Problem description:
Continue the devotional piece on staying thankful to God through loss and hardship, picking up right after its final paragraph.

____ Passage to read

1. Remember that God is still in control

When I grapple with loss or anger, I am reminded of characters in the Bible who also went through crises. Ruth, Joseph and Paul, for example, were people who had lost much. Yet, their responses were vastly different from how I would expect someone to react in a crisis.

When Ruth was a childless widow, she chose to follow her mother-in-law to live in a foreign land, and to follow God (Ruth 1:16). Joseph decided to show hospitality to his brothers despite their earlier ill treatment of him, as he knew the Lord was doing good in the injustice he faced (Genesis 50:19-20). Paul continued his ministry despite facing persecution, knowing that his work would result in many others coming to Christ.

In each of these situations, God worked through the difficult situations to ultimately bring good: Ruth became great-grandmother to the first king of Israel; Joseph preserved the lives of the twelve tribes, and Paul spread the gospel throughout the known world.

Whenever calamity strikes, these examples from the Bible remind me that God is still in control, and He is still good. I need to be thankful for His work in my life, even if I can’t always see the outcome. In times of difficulty, I often go to trusted friends and groups to confide in my struggle to remain thankful, and rely on them to remind me of God’s goodness.

________
____ Information shown

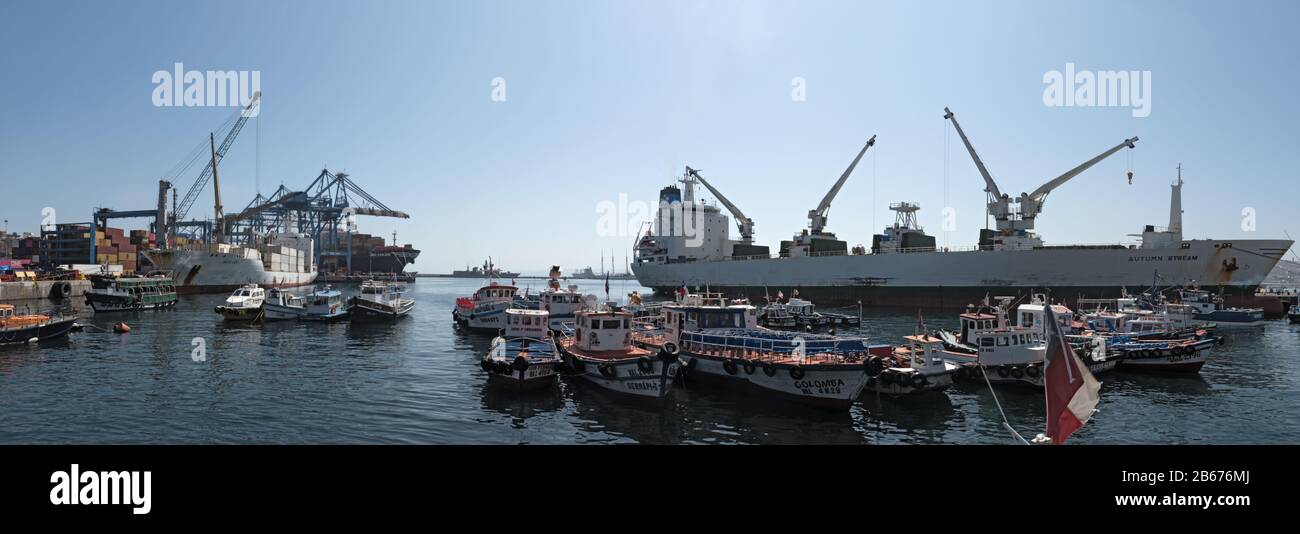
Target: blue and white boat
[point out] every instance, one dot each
(525, 356)
(321, 304)
(1207, 307)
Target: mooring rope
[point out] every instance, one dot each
(1005, 422)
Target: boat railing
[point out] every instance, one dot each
(768, 350)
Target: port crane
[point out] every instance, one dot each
(1014, 226)
(817, 217)
(317, 211)
(744, 224)
(217, 153)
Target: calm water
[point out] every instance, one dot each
(419, 382)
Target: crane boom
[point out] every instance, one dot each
(817, 217)
(989, 186)
(1041, 192)
(193, 194)
(744, 224)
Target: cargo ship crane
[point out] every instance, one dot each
(744, 224)
(1014, 226)
(999, 204)
(219, 153)
(1031, 204)
(817, 217)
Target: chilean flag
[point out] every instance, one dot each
(1071, 391)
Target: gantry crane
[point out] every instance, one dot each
(744, 224)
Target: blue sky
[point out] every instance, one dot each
(607, 98)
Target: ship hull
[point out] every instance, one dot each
(952, 279)
(196, 272)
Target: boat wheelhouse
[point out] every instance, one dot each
(720, 343)
(918, 365)
(378, 302)
(282, 305)
(563, 303)
(525, 357)
(118, 294)
(1209, 308)
(601, 352)
(243, 304)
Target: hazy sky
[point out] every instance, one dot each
(607, 98)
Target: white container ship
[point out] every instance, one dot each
(904, 267)
(274, 260)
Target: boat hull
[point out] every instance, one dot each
(112, 303)
(625, 376)
(42, 331)
(832, 386)
(953, 279)
(536, 377)
(199, 272)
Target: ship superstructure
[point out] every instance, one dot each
(905, 268)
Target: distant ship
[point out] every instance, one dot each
(276, 260)
(372, 255)
(488, 270)
(905, 268)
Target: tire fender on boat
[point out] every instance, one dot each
(729, 365)
(666, 357)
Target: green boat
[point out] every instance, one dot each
(120, 294)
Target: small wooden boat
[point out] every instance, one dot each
(720, 343)
(485, 309)
(380, 302)
(1178, 356)
(120, 294)
(25, 328)
(601, 352)
(243, 304)
(525, 356)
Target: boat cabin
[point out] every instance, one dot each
(495, 291)
(527, 322)
(603, 330)
(923, 352)
(679, 318)
(284, 298)
(9, 318)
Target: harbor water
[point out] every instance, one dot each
(419, 381)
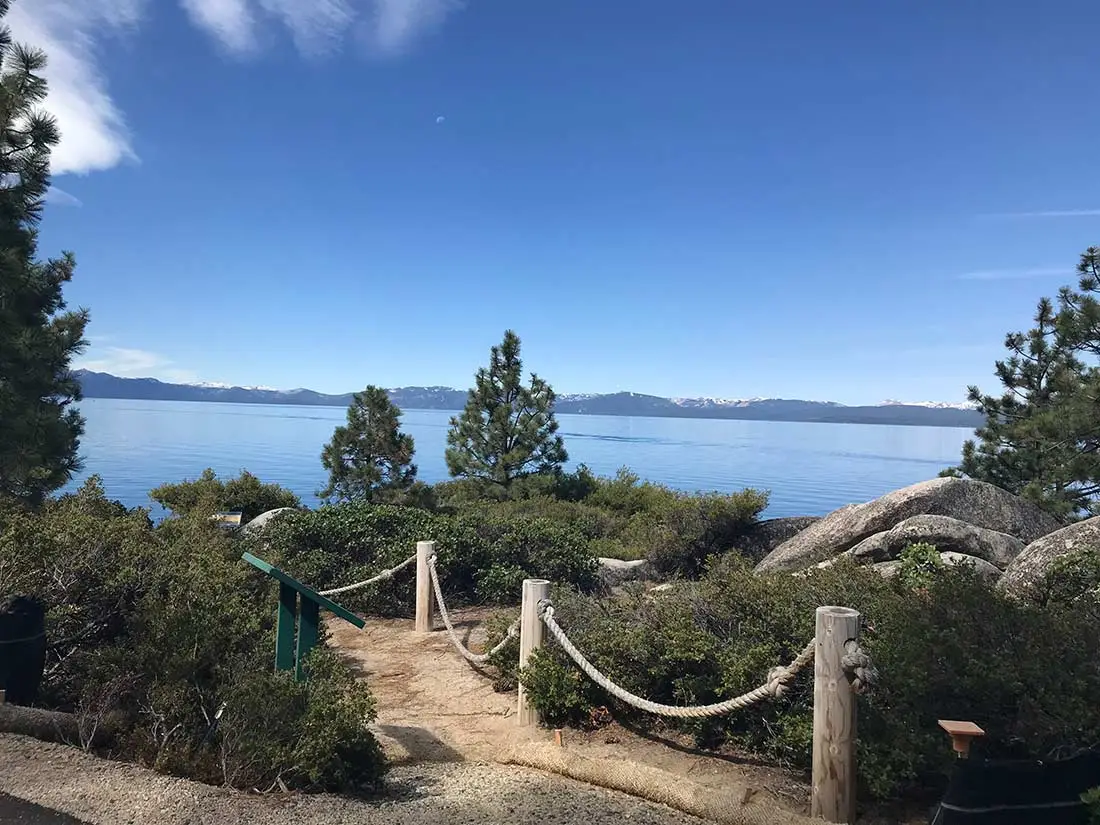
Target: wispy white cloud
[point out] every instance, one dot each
(316, 25)
(230, 22)
(395, 24)
(1048, 213)
(94, 132)
(131, 363)
(73, 33)
(59, 197)
(1038, 272)
(388, 28)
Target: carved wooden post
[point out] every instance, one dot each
(424, 604)
(834, 758)
(531, 630)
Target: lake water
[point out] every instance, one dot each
(810, 469)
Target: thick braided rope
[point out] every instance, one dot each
(778, 679)
(463, 650)
(384, 574)
(858, 667)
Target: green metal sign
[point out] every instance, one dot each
(289, 589)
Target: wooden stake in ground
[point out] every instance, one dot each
(834, 758)
(531, 631)
(424, 605)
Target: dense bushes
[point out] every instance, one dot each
(483, 556)
(626, 518)
(208, 493)
(950, 648)
(153, 629)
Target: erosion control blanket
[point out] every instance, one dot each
(983, 792)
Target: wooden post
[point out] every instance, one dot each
(424, 604)
(308, 624)
(530, 638)
(284, 626)
(834, 757)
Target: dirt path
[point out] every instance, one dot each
(433, 706)
(100, 792)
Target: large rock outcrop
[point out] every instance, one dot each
(265, 518)
(763, 537)
(614, 572)
(1035, 560)
(976, 503)
(949, 535)
(987, 571)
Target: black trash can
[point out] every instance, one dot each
(1019, 792)
(22, 648)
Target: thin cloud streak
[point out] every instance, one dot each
(386, 28)
(230, 22)
(132, 363)
(1040, 272)
(94, 131)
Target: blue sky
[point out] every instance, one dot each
(848, 201)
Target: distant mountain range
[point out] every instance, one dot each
(926, 414)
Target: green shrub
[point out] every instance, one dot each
(953, 649)
(209, 494)
(679, 534)
(920, 563)
(483, 556)
(160, 627)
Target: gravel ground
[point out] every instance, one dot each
(112, 793)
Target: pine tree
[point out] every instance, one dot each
(507, 430)
(1042, 435)
(370, 458)
(40, 430)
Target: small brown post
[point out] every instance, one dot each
(530, 639)
(424, 604)
(834, 757)
(961, 733)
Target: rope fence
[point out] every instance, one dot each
(463, 650)
(778, 680)
(381, 576)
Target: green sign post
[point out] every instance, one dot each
(289, 589)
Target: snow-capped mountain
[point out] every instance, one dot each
(928, 405)
(928, 414)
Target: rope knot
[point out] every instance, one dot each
(858, 667)
(778, 679)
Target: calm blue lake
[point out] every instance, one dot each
(810, 469)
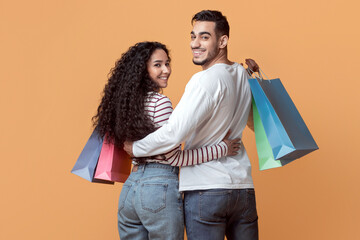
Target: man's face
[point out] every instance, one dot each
(204, 43)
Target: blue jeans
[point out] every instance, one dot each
(150, 204)
(213, 214)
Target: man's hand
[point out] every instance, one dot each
(234, 145)
(128, 148)
(252, 65)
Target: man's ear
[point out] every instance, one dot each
(223, 41)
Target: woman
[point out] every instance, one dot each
(150, 205)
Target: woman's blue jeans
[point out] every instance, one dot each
(213, 214)
(150, 205)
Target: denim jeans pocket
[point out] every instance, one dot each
(213, 205)
(250, 212)
(153, 196)
(123, 195)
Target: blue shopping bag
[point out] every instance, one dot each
(285, 129)
(85, 165)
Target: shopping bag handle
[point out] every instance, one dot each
(259, 75)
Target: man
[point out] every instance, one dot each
(219, 196)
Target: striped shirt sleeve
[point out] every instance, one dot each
(160, 108)
(178, 157)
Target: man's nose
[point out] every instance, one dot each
(195, 43)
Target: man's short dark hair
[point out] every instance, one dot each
(221, 23)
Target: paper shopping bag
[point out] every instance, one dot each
(86, 163)
(285, 129)
(114, 163)
(265, 154)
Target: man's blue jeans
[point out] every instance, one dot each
(150, 205)
(212, 214)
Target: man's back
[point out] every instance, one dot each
(228, 92)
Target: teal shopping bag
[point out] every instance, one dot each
(284, 127)
(265, 154)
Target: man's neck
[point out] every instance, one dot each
(220, 58)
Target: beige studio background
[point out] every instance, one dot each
(55, 56)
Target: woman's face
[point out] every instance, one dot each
(159, 68)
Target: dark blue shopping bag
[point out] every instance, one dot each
(285, 129)
(85, 165)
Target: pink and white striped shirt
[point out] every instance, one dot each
(159, 109)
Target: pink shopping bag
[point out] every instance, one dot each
(114, 164)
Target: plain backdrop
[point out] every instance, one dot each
(54, 61)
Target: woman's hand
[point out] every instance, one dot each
(128, 148)
(234, 145)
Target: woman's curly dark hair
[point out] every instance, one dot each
(121, 114)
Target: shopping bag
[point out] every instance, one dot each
(285, 129)
(114, 163)
(86, 163)
(265, 154)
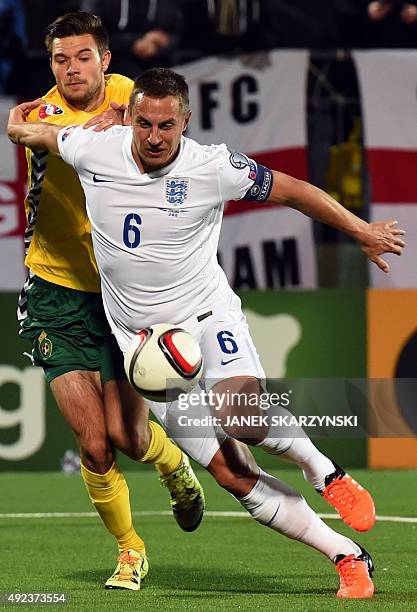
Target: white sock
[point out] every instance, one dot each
(299, 449)
(278, 506)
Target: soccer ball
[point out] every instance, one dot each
(163, 361)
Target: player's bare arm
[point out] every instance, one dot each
(375, 238)
(35, 135)
(32, 135)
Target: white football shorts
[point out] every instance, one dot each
(228, 350)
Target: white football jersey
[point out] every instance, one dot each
(155, 235)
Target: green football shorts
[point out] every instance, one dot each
(69, 331)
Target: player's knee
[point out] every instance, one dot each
(236, 481)
(97, 455)
(133, 444)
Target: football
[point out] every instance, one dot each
(163, 361)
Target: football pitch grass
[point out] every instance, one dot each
(229, 563)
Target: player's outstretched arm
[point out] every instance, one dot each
(375, 238)
(34, 135)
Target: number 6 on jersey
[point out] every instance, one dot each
(131, 231)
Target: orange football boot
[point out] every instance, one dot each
(355, 576)
(354, 503)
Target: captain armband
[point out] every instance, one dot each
(261, 188)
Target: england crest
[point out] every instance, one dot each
(176, 190)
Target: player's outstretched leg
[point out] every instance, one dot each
(355, 573)
(187, 496)
(132, 567)
(354, 503)
(126, 430)
(275, 504)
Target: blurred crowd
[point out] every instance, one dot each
(170, 32)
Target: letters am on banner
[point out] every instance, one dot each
(257, 105)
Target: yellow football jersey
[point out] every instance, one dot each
(58, 233)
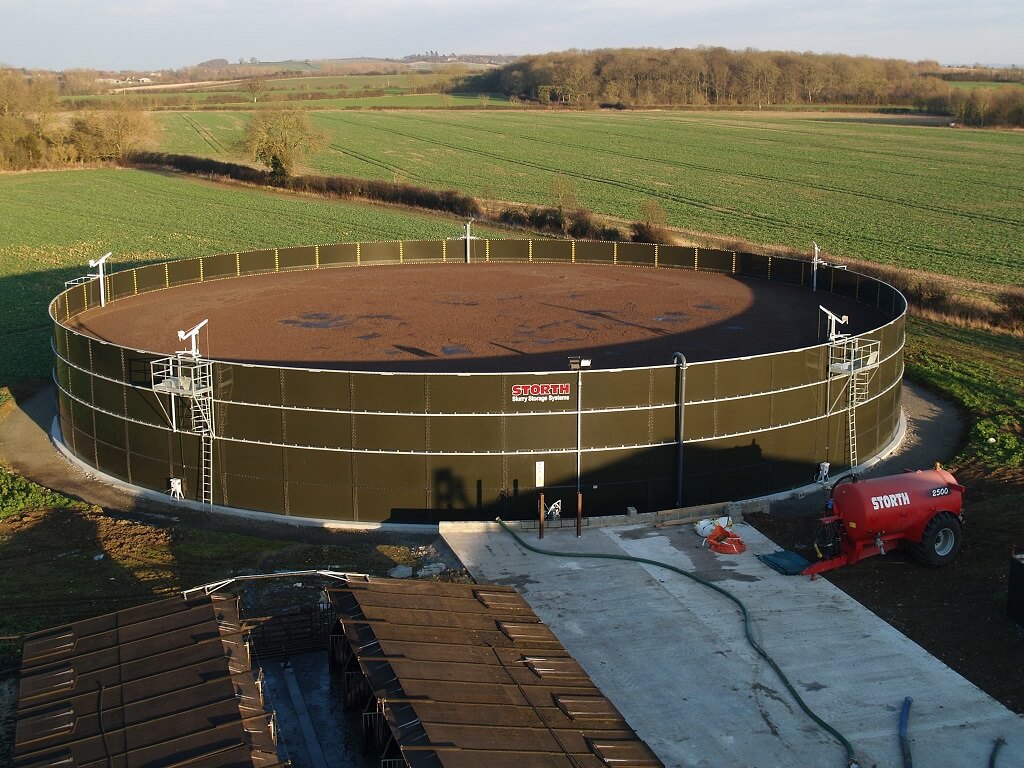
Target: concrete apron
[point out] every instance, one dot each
(672, 654)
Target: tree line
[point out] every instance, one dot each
(33, 133)
(719, 77)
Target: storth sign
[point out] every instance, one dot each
(541, 392)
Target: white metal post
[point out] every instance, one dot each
(102, 278)
(814, 266)
(579, 424)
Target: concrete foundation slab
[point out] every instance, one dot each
(671, 653)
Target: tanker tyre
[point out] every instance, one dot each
(940, 541)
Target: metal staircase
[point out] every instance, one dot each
(189, 379)
(852, 363)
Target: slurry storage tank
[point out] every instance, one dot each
(401, 381)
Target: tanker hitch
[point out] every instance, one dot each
(920, 511)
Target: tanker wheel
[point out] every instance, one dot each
(940, 542)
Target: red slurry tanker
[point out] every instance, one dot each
(922, 511)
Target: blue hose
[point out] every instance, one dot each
(904, 739)
(851, 760)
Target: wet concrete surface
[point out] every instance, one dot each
(338, 732)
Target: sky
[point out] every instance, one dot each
(168, 34)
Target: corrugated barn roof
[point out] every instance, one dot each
(168, 683)
(460, 676)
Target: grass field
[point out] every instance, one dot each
(911, 196)
(64, 219)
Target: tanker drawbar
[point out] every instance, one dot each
(922, 511)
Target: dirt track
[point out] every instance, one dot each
(475, 317)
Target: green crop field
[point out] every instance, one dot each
(60, 220)
(913, 196)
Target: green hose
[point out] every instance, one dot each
(852, 761)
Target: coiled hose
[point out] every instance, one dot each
(851, 759)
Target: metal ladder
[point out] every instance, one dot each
(190, 379)
(854, 360)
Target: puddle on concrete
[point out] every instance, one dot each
(318, 321)
(415, 350)
(672, 317)
(518, 582)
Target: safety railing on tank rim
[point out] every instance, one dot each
(268, 261)
(160, 275)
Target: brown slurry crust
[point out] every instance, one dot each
(476, 317)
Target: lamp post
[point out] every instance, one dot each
(578, 364)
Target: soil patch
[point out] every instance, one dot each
(475, 317)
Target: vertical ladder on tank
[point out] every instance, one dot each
(854, 360)
(190, 379)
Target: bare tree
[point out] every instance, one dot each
(110, 134)
(281, 139)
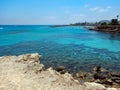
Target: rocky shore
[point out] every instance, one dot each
(106, 28)
(25, 72)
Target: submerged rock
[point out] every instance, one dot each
(25, 72)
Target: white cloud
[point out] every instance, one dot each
(101, 9)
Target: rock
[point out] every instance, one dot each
(99, 76)
(93, 86)
(111, 89)
(82, 75)
(116, 74)
(100, 69)
(60, 68)
(97, 69)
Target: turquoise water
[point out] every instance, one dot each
(74, 47)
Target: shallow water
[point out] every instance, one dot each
(74, 47)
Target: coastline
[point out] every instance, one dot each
(27, 73)
(106, 28)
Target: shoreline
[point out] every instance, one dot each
(106, 28)
(27, 68)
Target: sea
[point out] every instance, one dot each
(75, 47)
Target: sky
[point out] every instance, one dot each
(44, 12)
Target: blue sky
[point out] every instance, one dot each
(57, 11)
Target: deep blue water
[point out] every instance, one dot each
(76, 48)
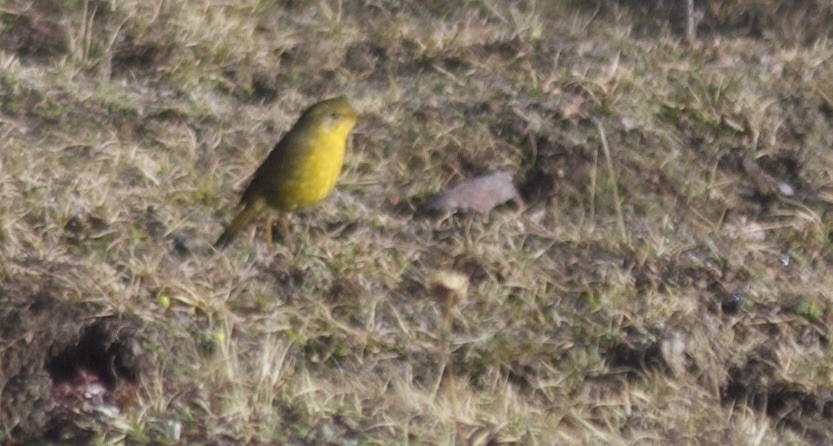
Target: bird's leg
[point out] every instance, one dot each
(269, 231)
(287, 237)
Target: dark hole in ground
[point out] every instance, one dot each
(98, 354)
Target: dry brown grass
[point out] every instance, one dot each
(656, 288)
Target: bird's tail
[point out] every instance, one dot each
(249, 212)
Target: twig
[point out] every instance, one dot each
(620, 220)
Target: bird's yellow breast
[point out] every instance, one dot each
(310, 168)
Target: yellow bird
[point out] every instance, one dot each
(301, 170)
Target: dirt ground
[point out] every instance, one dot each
(655, 272)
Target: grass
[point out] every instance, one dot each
(654, 288)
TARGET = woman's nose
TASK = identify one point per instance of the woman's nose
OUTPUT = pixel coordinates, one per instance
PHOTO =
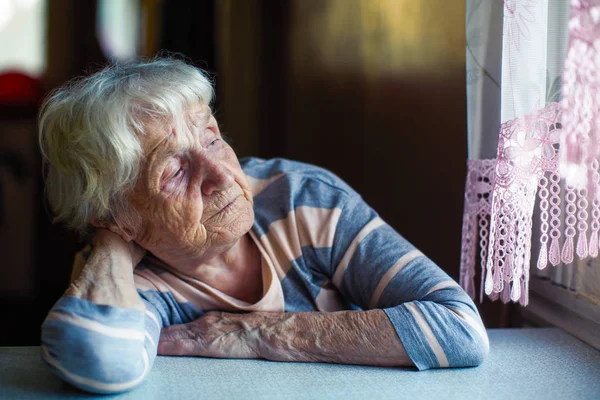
(216, 177)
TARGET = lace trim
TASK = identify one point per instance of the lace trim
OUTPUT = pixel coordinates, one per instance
(499, 199)
(529, 162)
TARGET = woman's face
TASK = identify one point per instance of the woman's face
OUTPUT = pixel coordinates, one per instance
(192, 195)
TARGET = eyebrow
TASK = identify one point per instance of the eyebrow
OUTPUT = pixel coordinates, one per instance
(204, 115)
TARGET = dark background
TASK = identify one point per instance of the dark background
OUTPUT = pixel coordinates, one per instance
(373, 90)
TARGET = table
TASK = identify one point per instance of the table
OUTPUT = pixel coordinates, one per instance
(532, 363)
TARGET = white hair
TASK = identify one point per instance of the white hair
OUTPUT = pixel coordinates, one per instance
(89, 135)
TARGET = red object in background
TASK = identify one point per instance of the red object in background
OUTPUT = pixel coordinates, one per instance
(19, 89)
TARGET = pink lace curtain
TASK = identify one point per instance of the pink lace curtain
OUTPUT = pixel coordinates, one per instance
(533, 106)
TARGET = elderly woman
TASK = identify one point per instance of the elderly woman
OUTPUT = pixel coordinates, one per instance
(197, 254)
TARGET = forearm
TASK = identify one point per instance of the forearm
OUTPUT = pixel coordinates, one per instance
(107, 278)
(101, 310)
(344, 337)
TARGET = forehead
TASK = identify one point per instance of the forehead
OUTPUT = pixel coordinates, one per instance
(159, 133)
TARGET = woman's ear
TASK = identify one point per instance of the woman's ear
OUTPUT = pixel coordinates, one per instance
(125, 233)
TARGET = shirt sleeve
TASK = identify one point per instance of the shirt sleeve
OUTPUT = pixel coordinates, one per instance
(100, 348)
(375, 267)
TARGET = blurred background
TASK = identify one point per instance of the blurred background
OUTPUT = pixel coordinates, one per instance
(373, 90)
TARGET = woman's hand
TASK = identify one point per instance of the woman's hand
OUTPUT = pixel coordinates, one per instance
(107, 275)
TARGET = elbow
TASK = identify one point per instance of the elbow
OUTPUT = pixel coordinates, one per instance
(91, 361)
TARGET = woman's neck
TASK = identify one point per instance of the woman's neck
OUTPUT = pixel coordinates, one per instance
(236, 272)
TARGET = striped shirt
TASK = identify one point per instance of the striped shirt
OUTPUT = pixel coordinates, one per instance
(323, 249)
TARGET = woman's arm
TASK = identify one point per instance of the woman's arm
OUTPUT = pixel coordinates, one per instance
(100, 335)
(415, 314)
(343, 337)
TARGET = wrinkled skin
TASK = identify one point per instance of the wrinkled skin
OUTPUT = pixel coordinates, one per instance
(189, 178)
(196, 210)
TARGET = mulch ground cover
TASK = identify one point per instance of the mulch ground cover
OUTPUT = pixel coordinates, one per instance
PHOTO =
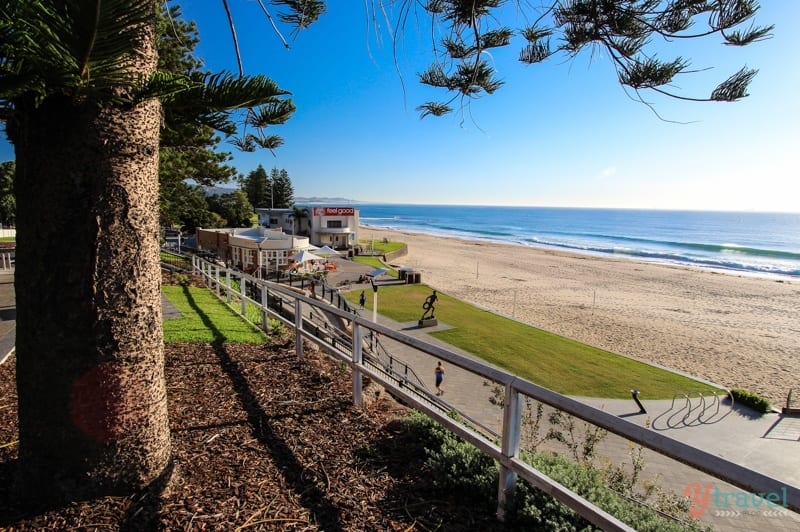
(262, 440)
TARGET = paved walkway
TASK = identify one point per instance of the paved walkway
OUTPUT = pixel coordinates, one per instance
(8, 314)
(769, 444)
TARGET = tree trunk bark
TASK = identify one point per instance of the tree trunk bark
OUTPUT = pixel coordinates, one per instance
(90, 356)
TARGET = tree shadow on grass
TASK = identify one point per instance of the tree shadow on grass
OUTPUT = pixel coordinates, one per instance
(326, 514)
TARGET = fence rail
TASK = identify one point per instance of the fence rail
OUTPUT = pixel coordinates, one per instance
(287, 305)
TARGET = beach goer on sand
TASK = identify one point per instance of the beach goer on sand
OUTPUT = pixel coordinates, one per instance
(439, 372)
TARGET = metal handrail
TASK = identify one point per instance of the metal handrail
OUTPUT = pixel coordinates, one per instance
(506, 453)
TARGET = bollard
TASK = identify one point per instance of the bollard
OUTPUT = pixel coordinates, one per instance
(635, 395)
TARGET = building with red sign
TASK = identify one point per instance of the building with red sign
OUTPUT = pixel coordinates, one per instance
(336, 227)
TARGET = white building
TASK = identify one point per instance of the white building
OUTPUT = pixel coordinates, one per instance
(336, 227)
(253, 249)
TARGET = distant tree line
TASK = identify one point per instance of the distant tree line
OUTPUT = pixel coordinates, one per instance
(273, 191)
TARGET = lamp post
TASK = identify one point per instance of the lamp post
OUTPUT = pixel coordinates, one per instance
(374, 306)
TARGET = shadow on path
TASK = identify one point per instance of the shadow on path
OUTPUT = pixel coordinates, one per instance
(326, 514)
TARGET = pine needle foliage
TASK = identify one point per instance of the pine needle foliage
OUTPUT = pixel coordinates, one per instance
(623, 29)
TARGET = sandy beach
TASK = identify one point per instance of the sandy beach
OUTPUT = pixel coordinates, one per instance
(737, 331)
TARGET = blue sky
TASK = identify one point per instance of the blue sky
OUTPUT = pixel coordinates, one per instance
(559, 134)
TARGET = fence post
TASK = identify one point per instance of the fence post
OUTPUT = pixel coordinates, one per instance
(264, 304)
(512, 420)
(243, 288)
(298, 328)
(358, 398)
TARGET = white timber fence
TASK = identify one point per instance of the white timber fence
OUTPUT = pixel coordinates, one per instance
(288, 306)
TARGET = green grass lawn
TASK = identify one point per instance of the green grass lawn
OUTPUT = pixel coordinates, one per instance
(552, 361)
(206, 319)
(375, 262)
(379, 245)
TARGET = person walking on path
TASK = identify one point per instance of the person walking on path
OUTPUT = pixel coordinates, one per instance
(439, 372)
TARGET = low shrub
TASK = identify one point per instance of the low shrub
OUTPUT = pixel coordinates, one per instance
(752, 400)
(462, 470)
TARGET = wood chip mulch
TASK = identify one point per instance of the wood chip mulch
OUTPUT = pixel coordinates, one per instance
(262, 440)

________

Written answer:
2. Remember that we can trust God in the midst of uncertainty

I had planned to find a stable full-time job before I graduated from university, and had begun actively searching long before my peers did. However, what I thought would be a one-month hunt became an eight-month affair. With every passing interview, I prayed that God would open the door to an opportunity, only to realize that every door was shut.

While it was immensely difficult, I saw God’s hand in the midst of my circumstances. I found a contract job quite quickly, which allowed me to earn some money and hone my professional skills while still looking for a full-time job. In the process of seeking, praying and waiting, the job search taught me perseverance, humility and joy in the midst of fruitlessness, allowing me to grow in my relationship with God. Slowly, I began to trust the Giver, rather than long only for the Gift itself.

After a long search, God finally provided an open door—one that I wasn’t seeking or expecting, but one that was in line with what I was looking for. I’m about to begin my career journey there in December. This experience has trained me to trust God to provide in the midst of uncertainty. It was no longer a job search that was based on my own terms, but rather, what God had in mind for me, and it was beyond what I had in mind for myself.


3. Remember that our worth is found in Christ alone

In university, I served God actively in fellowship and church. However, throughout my journey, I was met with many roadblocks. I faced the untimely death of a friend and my grandma, lost treasured friendships, and my grades dipped even though I worked doubly hard to keep them up. The fight to keep my hope and self-worth afloat seemed like an endless struggle, even as I saw my friends and peers sail through their university life without much difficulty, and easily obtained the academic success I yearned to have.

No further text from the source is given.